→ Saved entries
.....

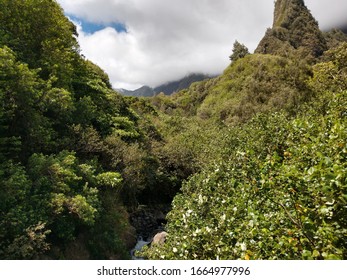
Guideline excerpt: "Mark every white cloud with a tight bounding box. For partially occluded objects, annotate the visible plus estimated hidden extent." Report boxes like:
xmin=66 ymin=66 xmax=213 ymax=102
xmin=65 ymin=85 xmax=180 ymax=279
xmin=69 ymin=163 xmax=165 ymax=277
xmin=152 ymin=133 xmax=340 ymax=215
xmin=58 ymin=0 xmax=347 ymax=88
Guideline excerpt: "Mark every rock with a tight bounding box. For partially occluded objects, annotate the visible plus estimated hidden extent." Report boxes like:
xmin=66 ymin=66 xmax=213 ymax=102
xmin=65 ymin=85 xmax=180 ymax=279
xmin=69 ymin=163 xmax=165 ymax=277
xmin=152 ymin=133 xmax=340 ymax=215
xmin=152 ymin=231 xmax=167 ymax=245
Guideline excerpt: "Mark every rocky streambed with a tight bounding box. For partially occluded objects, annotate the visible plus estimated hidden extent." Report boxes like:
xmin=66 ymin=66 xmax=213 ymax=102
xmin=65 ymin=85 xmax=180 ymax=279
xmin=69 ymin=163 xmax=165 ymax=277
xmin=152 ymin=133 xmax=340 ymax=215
xmin=130 ymin=205 xmax=170 ymax=260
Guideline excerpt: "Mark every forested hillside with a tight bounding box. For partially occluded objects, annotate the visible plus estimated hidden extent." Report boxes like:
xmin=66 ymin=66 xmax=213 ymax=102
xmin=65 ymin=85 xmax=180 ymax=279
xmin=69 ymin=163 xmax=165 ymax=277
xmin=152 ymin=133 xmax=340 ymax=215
xmin=0 ymin=0 xmax=347 ymax=259
xmin=0 ymin=0 xmax=177 ymax=259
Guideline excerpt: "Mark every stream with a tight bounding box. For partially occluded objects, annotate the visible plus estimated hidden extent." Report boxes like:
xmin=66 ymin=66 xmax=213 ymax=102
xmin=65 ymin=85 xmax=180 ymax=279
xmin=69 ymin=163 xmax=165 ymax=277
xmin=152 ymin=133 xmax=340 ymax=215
xmin=130 ymin=205 xmax=170 ymax=260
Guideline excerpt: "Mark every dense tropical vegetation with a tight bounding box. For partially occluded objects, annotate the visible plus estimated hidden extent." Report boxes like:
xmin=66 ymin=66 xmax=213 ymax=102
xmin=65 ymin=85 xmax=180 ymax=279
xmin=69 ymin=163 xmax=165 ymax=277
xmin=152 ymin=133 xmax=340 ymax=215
xmin=0 ymin=0 xmax=347 ymax=259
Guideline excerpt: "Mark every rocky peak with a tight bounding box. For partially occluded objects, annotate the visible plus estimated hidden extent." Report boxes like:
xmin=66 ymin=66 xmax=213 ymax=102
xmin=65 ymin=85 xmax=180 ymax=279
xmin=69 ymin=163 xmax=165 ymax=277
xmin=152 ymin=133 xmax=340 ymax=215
xmin=256 ymin=0 xmax=327 ymax=58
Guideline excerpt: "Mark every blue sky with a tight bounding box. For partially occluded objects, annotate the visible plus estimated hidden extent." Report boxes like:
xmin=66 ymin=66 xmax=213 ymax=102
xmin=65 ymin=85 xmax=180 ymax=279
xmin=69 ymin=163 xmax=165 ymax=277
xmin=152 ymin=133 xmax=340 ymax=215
xmin=57 ymin=0 xmax=347 ymax=89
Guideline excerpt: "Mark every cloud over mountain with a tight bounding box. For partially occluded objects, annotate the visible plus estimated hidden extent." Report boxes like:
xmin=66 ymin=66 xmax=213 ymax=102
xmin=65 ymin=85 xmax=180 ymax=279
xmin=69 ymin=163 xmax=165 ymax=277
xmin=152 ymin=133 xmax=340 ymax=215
xmin=58 ymin=0 xmax=347 ymax=88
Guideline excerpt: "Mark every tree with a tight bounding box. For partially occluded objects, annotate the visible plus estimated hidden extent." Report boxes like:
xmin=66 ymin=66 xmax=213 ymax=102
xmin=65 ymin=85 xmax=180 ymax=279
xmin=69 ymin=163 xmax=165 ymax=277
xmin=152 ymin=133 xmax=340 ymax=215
xmin=229 ymin=40 xmax=249 ymax=62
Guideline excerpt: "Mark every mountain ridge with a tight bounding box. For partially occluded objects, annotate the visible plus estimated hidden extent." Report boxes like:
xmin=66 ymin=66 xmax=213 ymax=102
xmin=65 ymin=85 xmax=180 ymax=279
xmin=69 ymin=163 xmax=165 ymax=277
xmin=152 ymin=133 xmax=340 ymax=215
xmin=116 ymin=73 xmax=212 ymax=97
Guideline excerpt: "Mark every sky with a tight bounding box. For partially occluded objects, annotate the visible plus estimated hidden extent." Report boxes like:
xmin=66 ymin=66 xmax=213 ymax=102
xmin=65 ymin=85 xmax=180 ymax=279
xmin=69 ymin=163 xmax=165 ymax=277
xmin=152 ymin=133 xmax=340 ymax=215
xmin=57 ymin=0 xmax=347 ymax=89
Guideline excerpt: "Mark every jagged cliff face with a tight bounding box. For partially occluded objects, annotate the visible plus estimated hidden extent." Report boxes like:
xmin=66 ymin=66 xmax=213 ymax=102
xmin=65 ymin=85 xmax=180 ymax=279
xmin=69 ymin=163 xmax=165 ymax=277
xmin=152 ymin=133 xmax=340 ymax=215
xmin=255 ymin=0 xmax=327 ymax=58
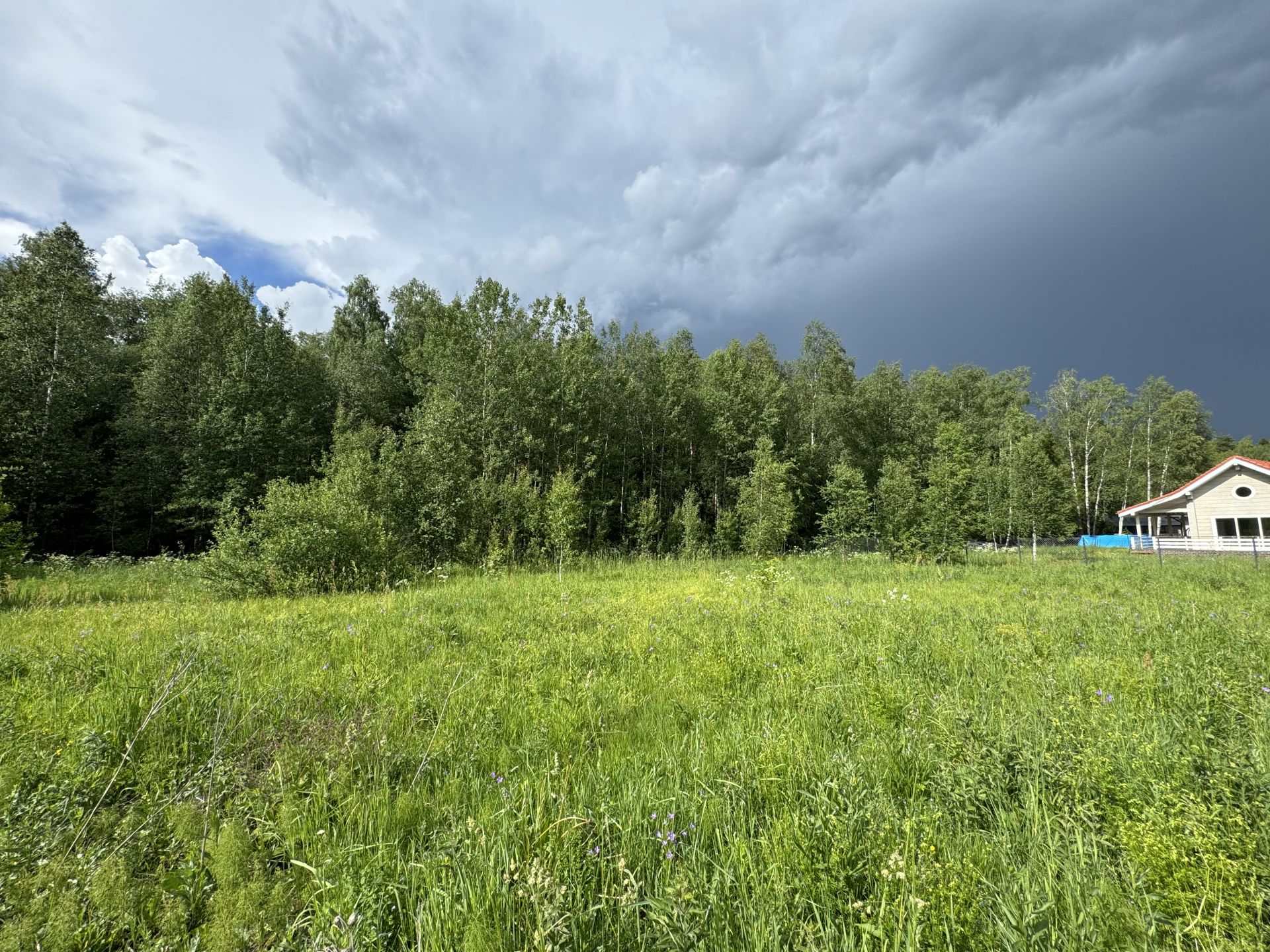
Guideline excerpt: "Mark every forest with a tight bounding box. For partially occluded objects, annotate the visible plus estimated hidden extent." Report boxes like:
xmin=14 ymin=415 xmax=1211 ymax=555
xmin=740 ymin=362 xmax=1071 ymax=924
xmin=0 ymin=223 xmax=1270 ymax=581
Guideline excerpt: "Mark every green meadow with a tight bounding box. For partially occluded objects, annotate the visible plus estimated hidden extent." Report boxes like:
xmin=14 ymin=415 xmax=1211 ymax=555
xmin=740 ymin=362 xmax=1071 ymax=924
xmin=0 ymin=553 xmax=1270 ymax=952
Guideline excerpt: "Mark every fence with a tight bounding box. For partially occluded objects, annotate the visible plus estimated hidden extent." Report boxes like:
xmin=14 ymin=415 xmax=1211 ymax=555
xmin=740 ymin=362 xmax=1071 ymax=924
xmin=966 ymin=536 xmax=1254 ymax=567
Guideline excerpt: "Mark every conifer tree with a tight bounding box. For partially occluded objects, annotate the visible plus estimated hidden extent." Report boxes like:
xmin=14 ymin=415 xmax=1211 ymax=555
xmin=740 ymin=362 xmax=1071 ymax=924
xmin=874 ymin=459 xmax=921 ymax=559
xmin=1013 ymin=433 xmax=1073 ymax=561
xmin=675 ymin=486 xmax=708 ymax=559
xmin=922 ymin=422 xmax=974 ymax=563
xmin=737 ymin=436 xmax=794 ymax=555
xmin=817 ymin=462 xmax=872 ymax=546
xmin=544 ymin=469 xmax=583 ymax=579
xmin=631 ymin=489 xmax=661 ymax=556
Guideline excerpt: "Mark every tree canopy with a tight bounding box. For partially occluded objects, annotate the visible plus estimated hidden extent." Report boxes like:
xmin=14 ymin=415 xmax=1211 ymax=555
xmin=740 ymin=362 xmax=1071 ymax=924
xmin=0 ymin=223 xmax=1254 ymax=567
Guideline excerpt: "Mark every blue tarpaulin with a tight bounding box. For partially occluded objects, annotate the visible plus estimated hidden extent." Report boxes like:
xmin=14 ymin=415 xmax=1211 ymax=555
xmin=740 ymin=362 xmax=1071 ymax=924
xmin=1080 ymin=536 xmax=1133 ymax=548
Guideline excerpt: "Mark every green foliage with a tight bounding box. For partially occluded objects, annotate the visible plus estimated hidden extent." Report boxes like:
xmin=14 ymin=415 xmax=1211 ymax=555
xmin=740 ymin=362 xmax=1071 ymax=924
xmin=114 ymin=274 xmax=331 ymax=551
xmin=874 ymin=459 xmax=922 ymax=559
xmin=0 ymin=472 xmax=29 ymax=573
xmin=542 ymin=469 xmax=583 ymax=575
xmin=203 ymin=479 xmax=398 ymax=595
xmin=0 ymin=222 xmax=117 ymax=551
xmin=631 ymin=490 xmax=661 ymax=556
xmin=0 ymin=551 xmax=1270 ymax=952
xmin=922 ymin=422 xmax=976 ymax=563
xmin=1011 ymin=434 xmax=1073 ymax=559
xmin=672 ymin=487 xmax=710 ymax=559
xmin=0 ymin=225 xmax=1254 ymax=569
xmin=737 ymin=436 xmax=794 ymax=556
xmin=817 ymin=462 xmax=872 ymax=546
xmin=326 ymin=274 xmax=407 ymax=429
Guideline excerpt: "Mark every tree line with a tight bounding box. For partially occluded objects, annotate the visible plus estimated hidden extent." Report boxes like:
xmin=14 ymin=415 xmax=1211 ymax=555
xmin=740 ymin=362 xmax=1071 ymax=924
xmin=0 ymin=223 xmax=1270 ymax=567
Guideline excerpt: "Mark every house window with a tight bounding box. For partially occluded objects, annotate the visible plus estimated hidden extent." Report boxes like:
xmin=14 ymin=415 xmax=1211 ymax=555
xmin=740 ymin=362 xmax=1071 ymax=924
xmin=1215 ymin=516 xmax=1270 ymax=539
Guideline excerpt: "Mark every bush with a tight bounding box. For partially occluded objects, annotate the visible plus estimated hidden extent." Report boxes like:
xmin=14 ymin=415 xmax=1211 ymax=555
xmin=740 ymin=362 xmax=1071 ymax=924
xmin=203 ymin=480 xmax=395 ymax=595
xmin=0 ymin=472 xmax=28 ymax=573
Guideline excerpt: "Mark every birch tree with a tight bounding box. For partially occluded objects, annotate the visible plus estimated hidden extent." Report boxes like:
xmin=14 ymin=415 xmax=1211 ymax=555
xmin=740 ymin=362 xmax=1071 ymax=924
xmin=1045 ymin=371 xmax=1129 ymax=536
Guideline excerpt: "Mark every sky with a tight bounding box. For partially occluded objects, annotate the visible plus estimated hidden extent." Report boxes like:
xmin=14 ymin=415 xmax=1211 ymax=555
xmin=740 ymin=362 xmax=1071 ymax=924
xmin=0 ymin=0 xmax=1270 ymax=436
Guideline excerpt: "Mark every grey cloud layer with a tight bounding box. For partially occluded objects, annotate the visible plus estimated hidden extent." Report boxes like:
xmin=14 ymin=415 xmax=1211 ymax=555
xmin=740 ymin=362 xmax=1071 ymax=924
xmin=0 ymin=0 xmax=1270 ymax=430
xmin=273 ymin=1 xmax=1270 ymax=333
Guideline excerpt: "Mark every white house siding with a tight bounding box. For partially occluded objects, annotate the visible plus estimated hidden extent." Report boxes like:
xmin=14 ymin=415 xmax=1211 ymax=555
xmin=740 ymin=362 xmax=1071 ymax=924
xmin=1186 ymin=466 xmax=1270 ymax=539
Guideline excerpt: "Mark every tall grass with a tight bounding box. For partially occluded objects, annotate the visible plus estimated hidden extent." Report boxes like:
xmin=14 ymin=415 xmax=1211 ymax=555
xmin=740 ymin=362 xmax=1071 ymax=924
xmin=0 ymin=553 xmax=1270 ymax=952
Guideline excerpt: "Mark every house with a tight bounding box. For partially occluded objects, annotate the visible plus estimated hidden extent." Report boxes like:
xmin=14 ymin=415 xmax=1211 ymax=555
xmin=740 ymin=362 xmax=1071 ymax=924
xmin=1118 ymin=456 xmax=1270 ymax=551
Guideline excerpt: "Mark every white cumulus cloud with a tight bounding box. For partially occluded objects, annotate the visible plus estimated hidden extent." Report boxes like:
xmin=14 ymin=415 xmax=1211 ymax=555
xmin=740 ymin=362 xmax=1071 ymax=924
xmin=0 ymin=218 xmax=36 ymax=257
xmin=98 ymin=235 xmax=225 ymax=291
xmin=255 ymin=280 xmax=344 ymax=331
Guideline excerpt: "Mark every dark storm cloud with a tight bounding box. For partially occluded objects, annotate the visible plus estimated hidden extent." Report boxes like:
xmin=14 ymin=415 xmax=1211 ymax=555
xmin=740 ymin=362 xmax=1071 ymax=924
xmin=7 ymin=0 xmax=1270 ymax=432
xmin=275 ymin=0 xmax=1270 ymax=360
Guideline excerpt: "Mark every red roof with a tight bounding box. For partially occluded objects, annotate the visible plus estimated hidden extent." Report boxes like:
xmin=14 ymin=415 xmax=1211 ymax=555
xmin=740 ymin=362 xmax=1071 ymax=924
xmin=1117 ymin=456 xmax=1270 ymax=516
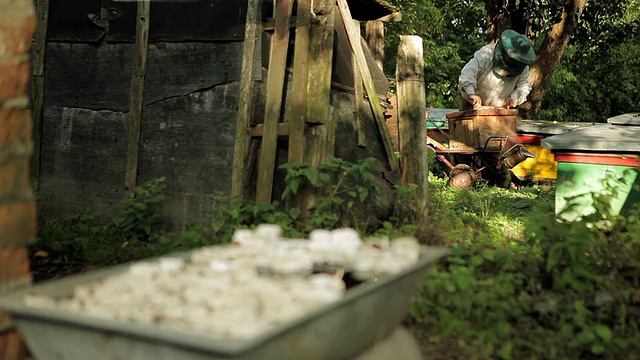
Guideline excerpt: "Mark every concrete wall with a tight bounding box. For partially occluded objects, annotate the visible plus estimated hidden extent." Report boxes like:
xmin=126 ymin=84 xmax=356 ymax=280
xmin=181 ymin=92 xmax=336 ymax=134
xmin=38 ymin=0 xmax=396 ymax=230
xmin=39 ymin=42 xmax=242 ymax=230
xmin=0 ymin=0 xmax=36 ymax=360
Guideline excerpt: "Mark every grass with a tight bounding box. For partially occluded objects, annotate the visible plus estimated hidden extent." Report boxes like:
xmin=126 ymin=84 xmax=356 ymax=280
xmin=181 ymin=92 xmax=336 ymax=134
xmin=32 ymin=161 xmax=640 ymax=359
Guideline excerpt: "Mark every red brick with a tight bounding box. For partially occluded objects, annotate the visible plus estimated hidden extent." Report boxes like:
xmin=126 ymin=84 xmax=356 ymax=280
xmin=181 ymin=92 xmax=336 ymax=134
xmin=0 ymin=201 xmax=36 ymax=246
xmin=0 ymin=246 xmax=29 ymax=284
xmin=0 ymin=330 xmax=27 ymax=360
xmin=0 ymin=108 xmax=32 ymax=149
xmin=0 ymin=59 xmax=31 ymax=99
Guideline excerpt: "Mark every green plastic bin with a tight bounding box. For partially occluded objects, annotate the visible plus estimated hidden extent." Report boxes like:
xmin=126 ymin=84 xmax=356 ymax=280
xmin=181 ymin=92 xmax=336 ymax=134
xmin=541 ymin=122 xmax=640 ymax=221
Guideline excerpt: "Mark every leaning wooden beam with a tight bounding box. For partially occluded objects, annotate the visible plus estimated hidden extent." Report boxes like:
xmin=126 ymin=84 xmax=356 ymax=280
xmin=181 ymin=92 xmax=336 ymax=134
xmin=396 ymin=36 xmax=429 ymax=225
xmin=30 ymin=0 xmax=49 ymax=190
xmin=231 ymin=0 xmax=261 ymax=197
xmin=337 ymin=0 xmax=398 ymax=171
xmin=124 ymin=0 xmax=151 ymax=190
xmin=285 ymin=0 xmax=311 ymax=163
xmin=298 ymin=0 xmax=336 ymax=219
xmin=256 ymin=0 xmax=293 ymax=204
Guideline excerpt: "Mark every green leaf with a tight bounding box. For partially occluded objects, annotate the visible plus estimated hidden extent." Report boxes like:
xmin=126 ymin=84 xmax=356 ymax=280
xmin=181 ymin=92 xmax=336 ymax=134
xmin=471 ymin=256 xmax=484 ymax=266
xmin=289 ymin=178 xmax=301 ymax=195
xmin=575 ymin=330 xmax=596 ymax=346
xmin=444 ymin=282 xmax=456 ymax=293
xmin=289 ymin=208 xmax=300 ymax=220
xmin=498 ymin=342 xmax=513 ymax=360
xmin=594 ymin=325 xmax=613 ymax=342
xmin=591 ymin=344 xmax=606 ymax=355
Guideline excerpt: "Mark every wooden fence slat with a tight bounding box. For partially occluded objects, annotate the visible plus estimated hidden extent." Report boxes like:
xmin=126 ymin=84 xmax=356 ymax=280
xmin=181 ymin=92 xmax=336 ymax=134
xmin=124 ymin=0 xmax=151 ymax=191
xmin=30 ymin=0 xmax=49 ymax=190
xmin=231 ymin=0 xmax=261 ymax=197
xmin=298 ymin=0 xmax=336 ymax=215
xmin=288 ymin=0 xmax=311 ymax=163
xmin=351 ymin=20 xmax=367 ymax=147
xmin=365 ymin=20 xmax=384 ymax=69
xmin=256 ymin=0 xmax=293 ymax=204
xmin=396 ymin=35 xmax=429 ymax=226
xmin=337 ymin=0 xmax=398 ymax=171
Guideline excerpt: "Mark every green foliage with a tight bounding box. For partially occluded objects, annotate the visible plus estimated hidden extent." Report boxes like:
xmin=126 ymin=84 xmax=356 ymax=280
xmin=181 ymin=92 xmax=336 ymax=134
xmin=31 ymin=177 xmax=214 ymax=276
xmin=384 ymin=0 xmax=640 ymax=122
xmin=281 ymin=158 xmax=390 ymax=233
xmin=384 ymin=0 xmax=487 ymax=108
xmin=411 ymin=176 xmax=640 ymax=359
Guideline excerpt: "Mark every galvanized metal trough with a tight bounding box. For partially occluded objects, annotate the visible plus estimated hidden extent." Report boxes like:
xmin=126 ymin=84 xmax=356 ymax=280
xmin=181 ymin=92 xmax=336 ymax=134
xmin=0 ymin=247 xmax=448 ymax=360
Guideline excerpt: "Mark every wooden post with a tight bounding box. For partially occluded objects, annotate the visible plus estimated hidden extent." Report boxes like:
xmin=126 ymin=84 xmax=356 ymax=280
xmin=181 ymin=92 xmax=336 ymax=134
xmin=29 ymin=0 xmax=49 ymax=190
xmin=396 ymin=36 xmax=429 ymax=226
xmin=337 ymin=0 xmax=398 ymax=171
xmin=351 ymin=20 xmax=367 ymax=147
xmin=231 ymin=0 xmax=261 ymax=197
xmin=124 ymin=0 xmax=151 ymax=191
xmin=298 ymin=0 xmax=336 ymax=219
xmin=365 ymin=20 xmax=384 ymax=69
xmin=288 ymin=0 xmax=311 ymax=163
xmin=256 ymin=0 xmax=293 ymax=204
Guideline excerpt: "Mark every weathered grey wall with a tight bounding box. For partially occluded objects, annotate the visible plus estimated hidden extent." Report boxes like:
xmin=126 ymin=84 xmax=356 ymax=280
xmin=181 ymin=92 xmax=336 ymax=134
xmin=39 ymin=42 xmax=242 ymax=229
xmin=38 ymin=0 xmax=398 ymax=230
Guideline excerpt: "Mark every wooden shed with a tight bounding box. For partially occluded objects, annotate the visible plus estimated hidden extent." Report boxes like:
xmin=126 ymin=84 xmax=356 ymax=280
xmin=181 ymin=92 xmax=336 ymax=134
xmin=32 ymin=0 xmax=398 ymax=230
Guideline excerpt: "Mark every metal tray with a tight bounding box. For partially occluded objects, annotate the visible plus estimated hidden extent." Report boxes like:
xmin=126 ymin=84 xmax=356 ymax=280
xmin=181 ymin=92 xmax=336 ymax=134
xmin=0 ymin=247 xmax=449 ymax=360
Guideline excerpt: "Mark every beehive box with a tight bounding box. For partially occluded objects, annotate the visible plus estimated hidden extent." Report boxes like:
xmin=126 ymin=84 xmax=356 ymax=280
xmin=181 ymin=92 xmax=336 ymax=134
xmin=511 ymin=119 xmax=593 ymax=181
xmin=542 ymin=124 xmax=640 ymax=221
xmin=447 ymin=107 xmax=518 ymax=151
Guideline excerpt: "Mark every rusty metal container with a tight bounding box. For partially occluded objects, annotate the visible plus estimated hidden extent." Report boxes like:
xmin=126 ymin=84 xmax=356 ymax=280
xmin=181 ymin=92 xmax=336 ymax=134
xmin=447 ymin=106 xmax=518 ymax=151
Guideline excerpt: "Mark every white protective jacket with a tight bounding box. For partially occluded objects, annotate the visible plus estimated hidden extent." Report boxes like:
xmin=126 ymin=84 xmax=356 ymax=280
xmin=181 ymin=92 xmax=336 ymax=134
xmin=458 ymin=44 xmax=531 ymax=106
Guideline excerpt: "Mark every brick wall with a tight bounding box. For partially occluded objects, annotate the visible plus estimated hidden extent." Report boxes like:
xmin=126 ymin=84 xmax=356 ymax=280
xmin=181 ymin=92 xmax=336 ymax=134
xmin=0 ymin=0 xmax=36 ymax=360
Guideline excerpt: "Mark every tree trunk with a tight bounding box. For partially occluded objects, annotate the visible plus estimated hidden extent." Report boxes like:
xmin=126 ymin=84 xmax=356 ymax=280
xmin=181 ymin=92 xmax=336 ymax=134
xmin=523 ymin=0 xmax=588 ymax=119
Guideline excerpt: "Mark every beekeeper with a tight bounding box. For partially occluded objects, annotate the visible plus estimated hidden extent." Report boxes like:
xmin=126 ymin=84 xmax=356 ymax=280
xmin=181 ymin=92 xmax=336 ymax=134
xmin=458 ymin=30 xmax=536 ymax=110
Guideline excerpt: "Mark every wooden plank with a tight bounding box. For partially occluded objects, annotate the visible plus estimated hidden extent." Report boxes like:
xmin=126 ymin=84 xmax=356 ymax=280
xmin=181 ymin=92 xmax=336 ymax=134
xmin=285 ymin=0 xmax=311 ymax=163
xmin=365 ymin=20 xmax=384 ymax=69
xmin=249 ymin=123 xmax=289 ymax=138
xmin=124 ymin=0 xmax=151 ymax=191
xmin=351 ymin=20 xmax=367 ymax=147
xmin=298 ymin=0 xmax=336 ymax=219
xmin=396 ymin=35 xmax=429 ymax=224
xmin=29 ymin=0 xmax=49 ymax=190
xmin=231 ymin=0 xmax=261 ymax=197
xmin=337 ymin=0 xmax=400 ymax=171
xmin=104 ymin=0 xmax=247 ymax=44
xmin=256 ymin=0 xmax=293 ymax=204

.....

→ Work required
Duplicate everything in the saved entries above, from the line containing "every green leaf" down to the line containing "xmin=498 ymin=342 xmax=513 ymax=360", with both of those lines included.

→ Output of the task
Guideline excerpt: "Mark every green leaf with a tight bounding box. For partially occluded objects, annotate the visible plus estimated hidden extent." Report boxes like:
xmin=126 ymin=84 xmax=356 ymax=280
xmin=181 ymin=92 xmax=336 ymax=134
xmin=471 ymin=256 xmax=484 ymax=266
xmin=289 ymin=178 xmax=301 ymax=195
xmin=575 ymin=330 xmax=596 ymax=346
xmin=444 ymin=282 xmax=456 ymax=293
xmin=289 ymin=208 xmax=300 ymax=220
xmin=498 ymin=342 xmax=513 ymax=360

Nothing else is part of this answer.